Given request
The records that follow must be reproduced in full, exactly as written.

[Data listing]
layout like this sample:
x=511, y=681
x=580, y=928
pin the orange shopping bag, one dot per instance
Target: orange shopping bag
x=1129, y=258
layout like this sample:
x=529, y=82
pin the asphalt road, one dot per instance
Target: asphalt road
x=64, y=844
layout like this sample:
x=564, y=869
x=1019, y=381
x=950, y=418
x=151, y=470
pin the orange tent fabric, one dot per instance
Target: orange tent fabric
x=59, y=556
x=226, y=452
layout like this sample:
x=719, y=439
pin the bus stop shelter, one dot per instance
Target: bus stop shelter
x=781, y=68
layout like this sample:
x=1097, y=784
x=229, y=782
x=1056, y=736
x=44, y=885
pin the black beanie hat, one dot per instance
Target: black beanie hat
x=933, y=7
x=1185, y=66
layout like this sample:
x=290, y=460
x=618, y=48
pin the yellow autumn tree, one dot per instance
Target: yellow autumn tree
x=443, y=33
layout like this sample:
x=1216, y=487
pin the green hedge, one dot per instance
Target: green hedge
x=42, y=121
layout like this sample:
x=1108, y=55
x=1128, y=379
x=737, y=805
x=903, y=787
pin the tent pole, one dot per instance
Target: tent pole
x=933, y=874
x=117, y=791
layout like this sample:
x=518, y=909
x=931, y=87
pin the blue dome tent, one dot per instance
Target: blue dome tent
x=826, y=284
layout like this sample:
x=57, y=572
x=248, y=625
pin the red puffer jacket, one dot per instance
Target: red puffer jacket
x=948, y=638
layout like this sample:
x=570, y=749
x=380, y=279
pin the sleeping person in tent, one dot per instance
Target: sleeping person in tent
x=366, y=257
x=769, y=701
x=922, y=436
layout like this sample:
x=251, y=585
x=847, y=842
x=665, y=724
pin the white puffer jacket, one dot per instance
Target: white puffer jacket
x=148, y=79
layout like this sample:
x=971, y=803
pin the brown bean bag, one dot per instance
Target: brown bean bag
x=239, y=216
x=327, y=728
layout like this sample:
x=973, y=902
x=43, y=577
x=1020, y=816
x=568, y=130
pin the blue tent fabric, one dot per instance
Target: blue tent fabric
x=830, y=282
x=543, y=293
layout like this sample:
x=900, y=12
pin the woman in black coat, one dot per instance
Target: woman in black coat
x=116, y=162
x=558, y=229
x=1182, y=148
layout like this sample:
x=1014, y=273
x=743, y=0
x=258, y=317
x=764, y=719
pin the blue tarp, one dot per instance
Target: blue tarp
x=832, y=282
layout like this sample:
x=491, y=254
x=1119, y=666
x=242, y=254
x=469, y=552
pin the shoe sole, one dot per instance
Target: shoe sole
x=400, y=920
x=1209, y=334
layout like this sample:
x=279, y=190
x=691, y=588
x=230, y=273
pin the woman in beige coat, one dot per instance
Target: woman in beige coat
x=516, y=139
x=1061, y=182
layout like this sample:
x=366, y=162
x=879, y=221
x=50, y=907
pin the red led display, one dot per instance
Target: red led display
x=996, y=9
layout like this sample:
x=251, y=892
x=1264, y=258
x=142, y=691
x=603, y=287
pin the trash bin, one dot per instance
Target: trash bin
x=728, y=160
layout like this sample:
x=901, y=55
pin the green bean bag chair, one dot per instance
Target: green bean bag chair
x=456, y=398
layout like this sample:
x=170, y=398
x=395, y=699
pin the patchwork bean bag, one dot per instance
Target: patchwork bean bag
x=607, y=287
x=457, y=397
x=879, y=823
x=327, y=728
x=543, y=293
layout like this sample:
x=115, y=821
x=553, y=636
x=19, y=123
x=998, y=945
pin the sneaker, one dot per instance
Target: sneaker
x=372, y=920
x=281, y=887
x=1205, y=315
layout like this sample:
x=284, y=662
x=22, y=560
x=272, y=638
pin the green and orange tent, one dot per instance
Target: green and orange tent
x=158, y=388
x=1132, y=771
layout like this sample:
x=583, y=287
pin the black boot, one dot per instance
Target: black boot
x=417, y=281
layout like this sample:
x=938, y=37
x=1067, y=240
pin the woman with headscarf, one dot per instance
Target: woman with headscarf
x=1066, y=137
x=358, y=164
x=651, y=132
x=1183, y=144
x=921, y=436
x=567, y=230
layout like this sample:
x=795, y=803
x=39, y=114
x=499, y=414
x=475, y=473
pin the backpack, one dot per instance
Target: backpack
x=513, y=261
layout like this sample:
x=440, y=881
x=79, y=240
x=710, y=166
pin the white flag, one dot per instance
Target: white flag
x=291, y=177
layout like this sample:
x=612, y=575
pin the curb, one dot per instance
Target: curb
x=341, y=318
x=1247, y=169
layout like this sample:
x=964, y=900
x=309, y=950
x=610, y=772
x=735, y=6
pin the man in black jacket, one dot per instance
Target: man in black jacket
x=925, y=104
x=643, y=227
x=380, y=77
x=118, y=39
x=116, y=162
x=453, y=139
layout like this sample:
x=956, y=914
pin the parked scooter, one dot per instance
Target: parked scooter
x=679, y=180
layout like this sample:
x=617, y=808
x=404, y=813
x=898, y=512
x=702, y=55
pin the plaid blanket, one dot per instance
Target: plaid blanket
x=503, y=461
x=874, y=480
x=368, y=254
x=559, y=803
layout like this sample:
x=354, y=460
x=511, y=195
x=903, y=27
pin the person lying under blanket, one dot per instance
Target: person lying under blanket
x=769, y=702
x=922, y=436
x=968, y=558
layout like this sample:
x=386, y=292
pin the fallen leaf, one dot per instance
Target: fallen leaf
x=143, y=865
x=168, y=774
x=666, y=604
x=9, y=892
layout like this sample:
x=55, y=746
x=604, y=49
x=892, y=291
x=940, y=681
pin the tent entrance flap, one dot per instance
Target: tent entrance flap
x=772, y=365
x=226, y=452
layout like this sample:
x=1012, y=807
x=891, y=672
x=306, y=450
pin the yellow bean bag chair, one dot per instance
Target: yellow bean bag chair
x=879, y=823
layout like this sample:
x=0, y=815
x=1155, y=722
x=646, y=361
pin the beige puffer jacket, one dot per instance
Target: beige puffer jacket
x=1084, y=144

Answer to the problem
layout like this sample:
x=511, y=681
x=580, y=928
pin the orange shopping bag, one dot per instance
Target: orange shopping bag
x=1129, y=258
layout like this sample:
x=529, y=82
pin the asphalt road, one dot per instance
Target: asphalt road
x=64, y=844
layout like this sample:
x=564, y=869
x=1019, y=381
x=950, y=418
x=151, y=470
pin the orange tent fabric, one dot per instance
Target: orange tent fabric
x=59, y=556
x=226, y=452
layout like this sample:
x=719, y=439
pin the bus stop shelter, one dot per instance
Target: bus stop shelter
x=781, y=68
layout like this sample:
x=1097, y=784
x=229, y=782
x=1056, y=736
x=44, y=885
pin the black beanie hat, one dot per instance
Target: black beanie hat
x=933, y=7
x=1185, y=66
layout like this sample:
x=290, y=460
x=618, y=48
pin the yellow autumn tree, one dot per instance
Target: yellow autumn tree
x=443, y=33
layout like this sample:
x=1216, y=487
pin the green hedge, one dot per instance
Target: green hedge
x=42, y=121
layout like this sample:
x=1108, y=55
x=1128, y=379
x=737, y=805
x=903, y=787
pin the tent pole, one dot per instance
Target: tent pole
x=933, y=874
x=117, y=791
layout like this sample:
x=518, y=909
x=931, y=87
pin the blue dome tent, one dot per instance
Target: blue dome tent
x=826, y=284
layout like this sample:
x=57, y=572
x=248, y=625
pin the red puffer jacket, one dot per instance
Target: red puffer jacket
x=948, y=638
layout like this sample:
x=570, y=749
x=380, y=279
pin the sleeping person in tent, one dot per instance
Target: sleeping person in tent
x=366, y=257
x=769, y=701
x=922, y=436
layout like this sample:
x=251, y=585
x=847, y=842
x=665, y=724
pin the white puffer jacket, one dot per instance
Target: white puffer jacket
x=148, y=79
layout like this sample:
x=971, y=803
pin the brown bean bag, one dot per instance
Target: brown bean bag
x=239, y=216
x=327, y=728
layout like this sample:
x=973, y=902
x=43, y=577
x=1020, y=816
x=568, y=130
pin the blue tent fabric, one dot per instance
Target: blue tent fabric
x=830, y=282
x=543, y=293
layout like this sample:
x=900, y=12
pin the woman in black coat, one dot per instance
Target: woman in black coat
x=116, y=162
x=558, y=229
x=1182, y=148
layout like this sample:
x=1014, y=273
x=743, y=0
x=258, y=317
x=764, y=719
pin the blue tarp, one dot per instance
Target: blue tarp
x=832, y=282
layout like this sample:
x=491, y=254
x=1119, y=666
x=242, y=254
x=469, y=552
pin the shoe sole, one dot per instance
Target: shoe sole
x=400, y=920
x=1209, y=334
layout like this sample:
x=279, y=190
x=691, y=588
x=230, y=273
pin the woman in beige coat, one dot per instance
Target: woman in beige coat
x=516, y=139
x=1061, y=182
layout like this sample:
x=366, y=162
x=879, y=221
x=50, y=907
pin the red led display, one dot per instance
Target: red led display
x=996, y=9
layout like this sample:
x=251, y=892
x=1264, y=258
x=142, y=691
x=603, y=287
pin the trash bin, one dot per instance
Target: trash bin
x=728, y=160
layout like this sample:
x=901, y=55
pin the green bean bag chair, one dot per instance
Target: green bean bag chair
x=456, y=398
layout like this sample:
x=170, y=398
x=395, y=699
pin the patchwork bean bag, one dot per instance
Target: patchwork bean bag
x=607, y=287
x=457, y=397
x=879, y=823
x=327, y=728
x=543, y=293
layout like this sample:
x=115, y=821
x=553, y=636
x=19, y=123
x=998, y=945
pin the sneaker, one dot per instance
Target: sneaker
x=372, y=920
x=281, y=887
x=1205, y=315
layout like this sample:
x=284, y=662
x=22, y=560
x=272, y=638
pin the green and orange tent, one dot per instance
Target: green and orange tent
x=158, y=388
x=1132, y=771
layout like this sample:
x=583, y=287
pin the black boot, one dot per instance
Target: black boot
x=417, y=281
layout like this sample:
x=938, y=37
x=1067, y=240
pin the woman with headscarf, one dot per instance
Target: woman with headscarf
x=1066, y=137
x=358, y=164
x=651, y=132
x=1183, y=144
x=921, y=436
x=567, y=230
layout like this sample:
x=795, y=803
x=39, y=114
x=499, y=414
x=475, y=473
pin the backpack, one dot per instance
Target: backpack
x=513, y=261
layout like this sample:
x=440, y=881
x=79, y=240
x=710, y=166
pin the white flag, one dot per instance
Target: white flag
x=291, y=177
layout like this sample:
x=612, y=575
pin the curb, one dot per instance
Target: curb
x=341, y=318
x=1247, y=169
layout like this sample:
x=964, y=900
x=309, y=950
x=610, y=772
x=735, y=6
pin the man in black jacket, one dot per instance
Target: man in black jacket
x=925, y=104
x=643, y=227
x=380, y=77
x=118, y=39
x=116, y=162
x=453, y=139
layout like this sample:
x=956, y=914
pin the parked scooter, one dot per instance
Target: parked scooter
x=679, y=180
layout like this sample:
x=617, y=808
x=404, y=813
x=898, y=512
x=702, y=55
pin the plaid blanket, one dot per instance
Target: plaid blanket
x=503, y=461
x=874, y=480
x=368, y=254
x=559, y=803
layout like this sample:
x=354, y=460
x=511, y=195
x=903, y=27
pin the person lying under blanket, one dot per instance
Target: person lying under blanket
x=769, y=702
x=922, y=436
x=968, y=558
layout like this sample:
x=386, y=292
pin the fallen leaf, one dot per instance
Target: fallen leaf
x=143, y=865
x=168, y=774
x=666, y=604
x=9, y=892
layout like this sample:
x=55, y=746
x=604, y=49
x=892, y=291
x=940, y=681
pin the tent entrance flap, one dot per instance
Target: tent entrance flap
x=772, y=365
x=226, y=452
layout like this sample:
x=1012, y=807
x=891, y=672
x=306, y=450
pin the yellow bean bag chair, one dot per instance
Target: yellow bean bag chair
x=879, y=823
layout like this sample:
x=0, y=815
x=1155, y=722
x=646, y=361
pin the beige puffer jacket, one dot per instance
Target: beige puffer jacket
x=1084, y=144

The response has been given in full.